In the listing below, find every line with the string "Query" and pull it out.

> **Material for this exercise**:
=-=-=

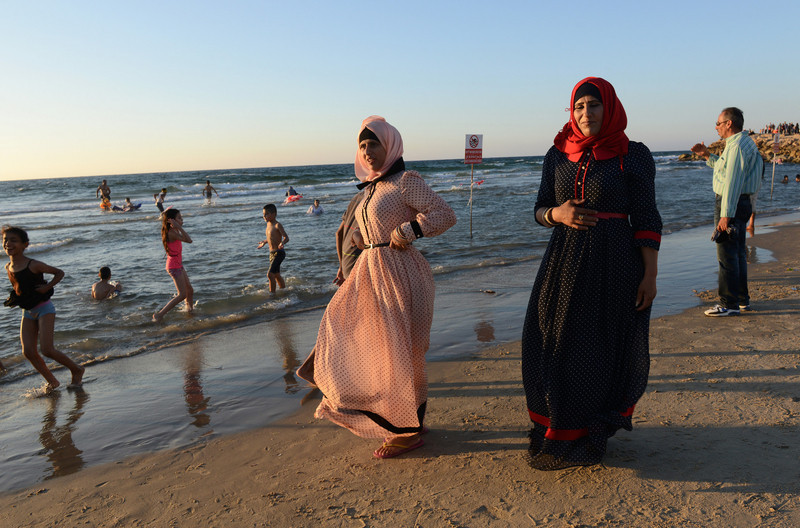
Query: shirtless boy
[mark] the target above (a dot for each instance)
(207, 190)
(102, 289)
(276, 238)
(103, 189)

=-=-=

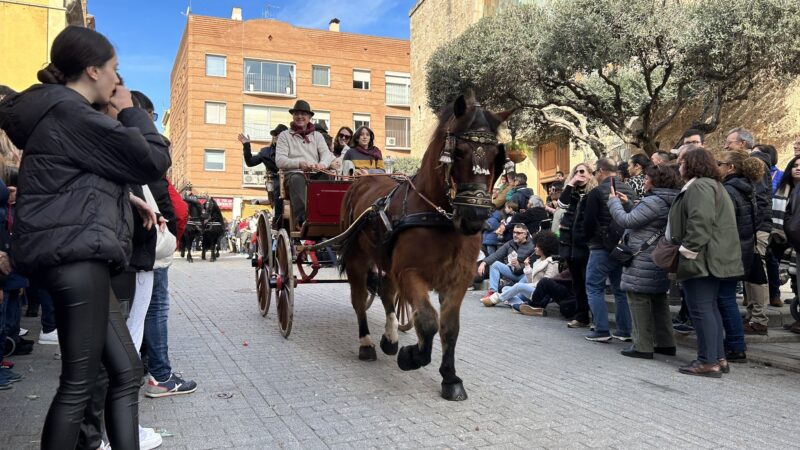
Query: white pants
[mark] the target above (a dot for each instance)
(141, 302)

=-=-=

> **Solution below**:
Query: shirtless boy
Query: white pants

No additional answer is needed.